# Source document

= = = = =

Solution to Question 9
- Variable Mass Systems
- Impulse and Momentum
- Relative Motion and Thrust
1. Analyze the Physics of Snow Accumulation
Snow is falling vertically. When it lands on the sledge, it has zero horizontal velocity. The sledge must exert a force to accelerate this snow to the sledge’s current velocity $v$. By Newton’s 3rd Law, the snow exerts a drag force backwards on the sledge.
This “drag” slows the sledge down. The strategies involve how we manage this mass.
2. Analyze Strategy II: Sweep perpendicular to track (frame of track)
Action: You sweep the snow such that it leaves the sledge perpendicular to the track as seen by someone on the ground.
Physics: This means the snow leaves with horizontal velocity $v_x = 0$. Essentially, you stop the snow’s forward motion immediately after it lands. The sledge pushes the snow backward to stop it; the snow pushes the sledge forward (thrust).

= = = = =

# Material provided
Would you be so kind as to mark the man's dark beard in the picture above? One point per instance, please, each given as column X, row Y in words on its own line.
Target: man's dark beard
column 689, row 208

= = = = =

# Written tasks
a - Decide whether each statement agrees with the sledge-and-snow solution: (i) falling snow lands on the sledge with zero horizontal velocity; (ii) the snow exerts a drag force forward on the sledge; (iii) under Strategy II, the snow leaves perpendicular to the track as seen by someone riding the sledge. Answer yes or no for each and quote the deciding words.
b - Supply the next portion of the sledge-and-snow solution, picking up after its last sentence.

# Exercise responses
a -
(i) Yes: "When it lands on the sledge, it has zero horizontal velocity."
(ii) No: "the snow exerts a drag force backwards on the sledge."
(iii) No: "as seen by someone on the ground."

b -
Ideally, if you deflect the snow perfectly such that it never gains forward momentum (relative to the ground), the sledge loses no momentum to the snow. The mass of the sledge remains constant (assuming steady sweeping), and since no momentum is lost to the snow, the velocity remains constant (or decreases the least). This is the Best Strategy.
3. Analyze Strategy III: Do Nothing
Action: Let the snow accumulate.
Physics: Conservation of Momentum: $P = (M_{sledge} + m_{snow}) v$. Since $P$ is constant (no external horizontal forces) and mass increases linearly with time ($M(t) = M_0 + rt$), velocity must decrease.
$$v(t) = \frac{P_{initial}}{M_0 + rt}$$
The velocity decreases proportional to $1/t$. This is the Intermediate Strategy.
4. Analyze Strategy I: Sweep perpendicular to sledge (frame of sledge)
Action: You push the snow sideways relative to you.
Physics: Even though you push it sideways, the snow still retains the forward velocity $v$ of the sledge (since you didn’t push it backward relative to the ground). So, the snow leaves carrying away momentum equal to $dm \cdot v$.
Here, you pay the “drag penalty” when the snow lands (slowing you down), but you don’t get any “thrust bonus” when throwing it off because you don’t throw it backwards. You just reduce your mass.
The equation of motion leads to exponential decay of velocity: $v(t) = v_0 e^{-\frac{rt}{M}}$.
Since exponential decay drops faster than the polynomial decay ($1/t$) in Strategy III, this results in the lowest speed. This is the Worst Strategy.
5. Conclusion
Ordering from Best to Worst:
- Strategy II (Best – maintains momentum best)
- Strategy III (Middle – velocity decays as $1/t$)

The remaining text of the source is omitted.